WORK REQUEST:
Pull out of the data below the stretch of lines bounded by the one containing "For a safety inspection report, we need the white ceiling" and the one containing "For a safety inspection report, we need the dark hair", both bounds included, unchanged.

☆ ☆ ☆ ☆ ☆

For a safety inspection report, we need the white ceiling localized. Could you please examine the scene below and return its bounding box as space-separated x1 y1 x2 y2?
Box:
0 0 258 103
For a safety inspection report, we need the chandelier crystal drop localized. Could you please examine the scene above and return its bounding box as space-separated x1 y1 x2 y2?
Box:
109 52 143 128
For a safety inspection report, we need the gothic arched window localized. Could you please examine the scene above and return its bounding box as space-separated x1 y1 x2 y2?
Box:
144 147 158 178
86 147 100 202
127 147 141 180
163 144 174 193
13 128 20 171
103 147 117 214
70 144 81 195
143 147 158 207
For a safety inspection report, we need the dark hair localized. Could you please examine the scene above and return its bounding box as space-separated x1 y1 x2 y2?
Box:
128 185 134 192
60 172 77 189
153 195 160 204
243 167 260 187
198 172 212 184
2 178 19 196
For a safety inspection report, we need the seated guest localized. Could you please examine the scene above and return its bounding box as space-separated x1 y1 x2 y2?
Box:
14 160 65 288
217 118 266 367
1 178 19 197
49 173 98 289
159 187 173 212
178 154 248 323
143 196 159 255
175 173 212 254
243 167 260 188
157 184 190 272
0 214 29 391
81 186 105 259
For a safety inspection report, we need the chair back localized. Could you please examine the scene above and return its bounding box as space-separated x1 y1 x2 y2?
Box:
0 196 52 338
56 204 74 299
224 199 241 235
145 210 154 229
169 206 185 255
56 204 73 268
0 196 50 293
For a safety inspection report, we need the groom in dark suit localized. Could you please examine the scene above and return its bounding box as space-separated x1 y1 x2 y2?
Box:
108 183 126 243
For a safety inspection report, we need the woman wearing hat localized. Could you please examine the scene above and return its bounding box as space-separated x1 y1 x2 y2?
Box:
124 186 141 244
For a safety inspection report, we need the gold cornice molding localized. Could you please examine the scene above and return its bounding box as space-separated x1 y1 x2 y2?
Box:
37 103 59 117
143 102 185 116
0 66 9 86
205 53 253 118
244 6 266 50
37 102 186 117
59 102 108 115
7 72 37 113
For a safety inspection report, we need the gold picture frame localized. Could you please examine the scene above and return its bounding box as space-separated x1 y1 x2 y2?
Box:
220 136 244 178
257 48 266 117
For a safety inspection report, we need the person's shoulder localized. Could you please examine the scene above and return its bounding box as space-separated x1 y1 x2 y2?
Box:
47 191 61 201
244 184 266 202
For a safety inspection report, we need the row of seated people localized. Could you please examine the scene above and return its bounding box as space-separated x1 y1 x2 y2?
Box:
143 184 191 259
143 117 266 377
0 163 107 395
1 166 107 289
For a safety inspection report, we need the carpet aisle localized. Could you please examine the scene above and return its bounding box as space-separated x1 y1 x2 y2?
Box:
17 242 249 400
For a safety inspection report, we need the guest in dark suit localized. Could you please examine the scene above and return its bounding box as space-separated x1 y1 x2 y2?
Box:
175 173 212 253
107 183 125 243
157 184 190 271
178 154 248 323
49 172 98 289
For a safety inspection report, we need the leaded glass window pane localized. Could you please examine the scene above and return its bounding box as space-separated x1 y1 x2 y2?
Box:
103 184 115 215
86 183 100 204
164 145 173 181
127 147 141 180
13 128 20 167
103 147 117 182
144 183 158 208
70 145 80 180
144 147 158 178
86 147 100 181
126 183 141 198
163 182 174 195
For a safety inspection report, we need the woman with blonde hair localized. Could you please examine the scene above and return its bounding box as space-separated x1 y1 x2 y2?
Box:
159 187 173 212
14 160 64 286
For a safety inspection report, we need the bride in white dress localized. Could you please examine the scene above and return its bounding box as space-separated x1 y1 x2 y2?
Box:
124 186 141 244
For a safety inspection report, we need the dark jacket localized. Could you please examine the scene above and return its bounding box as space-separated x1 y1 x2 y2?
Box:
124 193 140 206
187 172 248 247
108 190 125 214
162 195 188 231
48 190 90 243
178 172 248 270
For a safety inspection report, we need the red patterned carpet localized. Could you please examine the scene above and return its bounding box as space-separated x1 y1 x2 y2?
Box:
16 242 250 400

☆ ☆ ☆ ☆ ☆

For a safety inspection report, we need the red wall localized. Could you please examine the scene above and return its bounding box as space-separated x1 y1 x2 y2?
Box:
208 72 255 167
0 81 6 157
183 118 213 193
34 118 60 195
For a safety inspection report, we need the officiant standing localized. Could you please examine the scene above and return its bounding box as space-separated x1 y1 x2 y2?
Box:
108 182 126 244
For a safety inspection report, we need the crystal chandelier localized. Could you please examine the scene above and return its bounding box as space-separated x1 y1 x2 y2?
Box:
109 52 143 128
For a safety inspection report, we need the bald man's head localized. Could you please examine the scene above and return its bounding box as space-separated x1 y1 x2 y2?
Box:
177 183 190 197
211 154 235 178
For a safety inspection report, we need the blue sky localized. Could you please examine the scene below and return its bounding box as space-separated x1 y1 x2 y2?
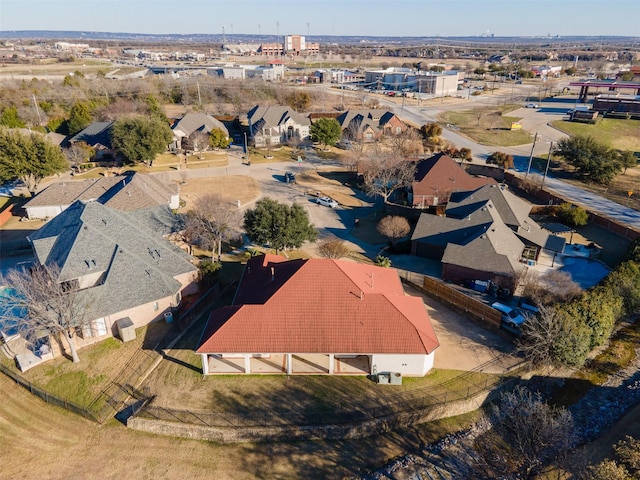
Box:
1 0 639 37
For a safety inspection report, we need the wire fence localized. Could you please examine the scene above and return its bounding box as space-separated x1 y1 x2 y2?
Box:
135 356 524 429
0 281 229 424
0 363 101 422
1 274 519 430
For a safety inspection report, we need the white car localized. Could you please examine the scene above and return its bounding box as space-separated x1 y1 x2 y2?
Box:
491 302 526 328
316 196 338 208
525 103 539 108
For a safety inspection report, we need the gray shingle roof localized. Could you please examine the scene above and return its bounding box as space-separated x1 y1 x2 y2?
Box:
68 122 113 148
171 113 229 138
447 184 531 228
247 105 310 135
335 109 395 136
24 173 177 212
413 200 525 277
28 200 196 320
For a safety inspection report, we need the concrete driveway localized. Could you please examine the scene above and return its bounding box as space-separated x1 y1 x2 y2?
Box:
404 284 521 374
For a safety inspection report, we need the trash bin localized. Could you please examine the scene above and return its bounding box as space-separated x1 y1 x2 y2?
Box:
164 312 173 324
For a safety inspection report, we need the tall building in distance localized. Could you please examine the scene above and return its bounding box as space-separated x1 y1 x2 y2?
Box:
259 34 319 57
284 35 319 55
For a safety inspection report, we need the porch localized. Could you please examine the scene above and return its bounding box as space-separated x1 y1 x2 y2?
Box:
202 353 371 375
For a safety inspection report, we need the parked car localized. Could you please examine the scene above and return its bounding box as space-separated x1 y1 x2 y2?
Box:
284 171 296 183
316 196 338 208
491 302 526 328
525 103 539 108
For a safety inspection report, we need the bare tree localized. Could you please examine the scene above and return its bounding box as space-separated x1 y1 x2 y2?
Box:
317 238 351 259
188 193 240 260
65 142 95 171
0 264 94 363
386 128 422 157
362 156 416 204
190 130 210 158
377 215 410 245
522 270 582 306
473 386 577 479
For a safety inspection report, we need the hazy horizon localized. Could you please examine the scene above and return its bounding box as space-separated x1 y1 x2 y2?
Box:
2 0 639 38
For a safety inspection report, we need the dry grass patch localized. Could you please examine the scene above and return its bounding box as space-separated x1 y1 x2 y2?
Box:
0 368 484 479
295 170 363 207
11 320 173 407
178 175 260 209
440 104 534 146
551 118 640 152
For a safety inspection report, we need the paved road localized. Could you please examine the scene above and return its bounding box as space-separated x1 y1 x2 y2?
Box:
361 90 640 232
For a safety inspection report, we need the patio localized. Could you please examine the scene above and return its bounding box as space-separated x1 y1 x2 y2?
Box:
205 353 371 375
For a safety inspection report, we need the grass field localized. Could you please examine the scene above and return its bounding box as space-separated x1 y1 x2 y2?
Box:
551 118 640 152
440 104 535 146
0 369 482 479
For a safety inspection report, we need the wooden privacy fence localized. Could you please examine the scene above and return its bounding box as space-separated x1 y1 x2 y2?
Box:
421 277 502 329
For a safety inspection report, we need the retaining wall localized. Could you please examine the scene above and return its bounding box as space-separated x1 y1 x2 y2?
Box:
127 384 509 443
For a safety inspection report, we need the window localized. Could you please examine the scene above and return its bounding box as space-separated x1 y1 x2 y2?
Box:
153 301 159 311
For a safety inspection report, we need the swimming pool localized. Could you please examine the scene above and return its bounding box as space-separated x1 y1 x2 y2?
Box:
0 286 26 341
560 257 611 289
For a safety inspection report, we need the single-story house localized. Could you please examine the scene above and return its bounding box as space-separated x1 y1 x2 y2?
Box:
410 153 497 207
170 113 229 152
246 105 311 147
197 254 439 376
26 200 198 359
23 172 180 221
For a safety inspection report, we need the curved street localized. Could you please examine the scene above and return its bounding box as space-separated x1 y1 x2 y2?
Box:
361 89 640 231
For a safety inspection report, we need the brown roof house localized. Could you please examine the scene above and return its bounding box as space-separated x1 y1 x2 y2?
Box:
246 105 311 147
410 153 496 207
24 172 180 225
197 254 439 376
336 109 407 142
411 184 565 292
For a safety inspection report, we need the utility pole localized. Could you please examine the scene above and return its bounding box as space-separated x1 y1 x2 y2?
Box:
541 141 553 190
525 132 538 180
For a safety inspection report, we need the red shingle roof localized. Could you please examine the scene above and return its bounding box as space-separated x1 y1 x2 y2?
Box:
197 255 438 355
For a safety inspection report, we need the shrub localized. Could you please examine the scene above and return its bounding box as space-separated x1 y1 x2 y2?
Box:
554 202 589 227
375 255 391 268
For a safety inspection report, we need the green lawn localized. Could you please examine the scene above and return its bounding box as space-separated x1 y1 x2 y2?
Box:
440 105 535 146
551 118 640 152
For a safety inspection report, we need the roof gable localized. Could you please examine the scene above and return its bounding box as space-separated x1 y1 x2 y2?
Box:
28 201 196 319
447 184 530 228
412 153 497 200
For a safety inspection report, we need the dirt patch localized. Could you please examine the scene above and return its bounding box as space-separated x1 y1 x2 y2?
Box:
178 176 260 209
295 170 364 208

☆ ☆ ☆ ☆ ☆

SOLUTION FOR THIS EXERCISE:
For a safety inspection report, we need the white ceiling localized. Could you please examine the scene below and return its bounding box as space-separated x1 y1 x2 y2?
Box:
0 0 258 103
For a safety inspection report, we need the chandelier crystal drop localized. Could you please examine the scene above and return its bounding box as space-separated x1 y1 x2 y2?
Box:
109 52 143 128
For a safety inspection report, we need the gothic arched window localized. Could you please examine the scene above and return its bounding box as space-separated x1 y1 x2 y2?
Box:
144 147 158 178
86 147 100 202
127 147 141 180
163 144 174 193
13 128 20 171
103 147 117 214
70 144 81 195
143 147 158 207
For a safety inspection report, we need the dark hair localized. Could you please examine the scene above and return its bounding box as space-separated x1 y1 x2 y2?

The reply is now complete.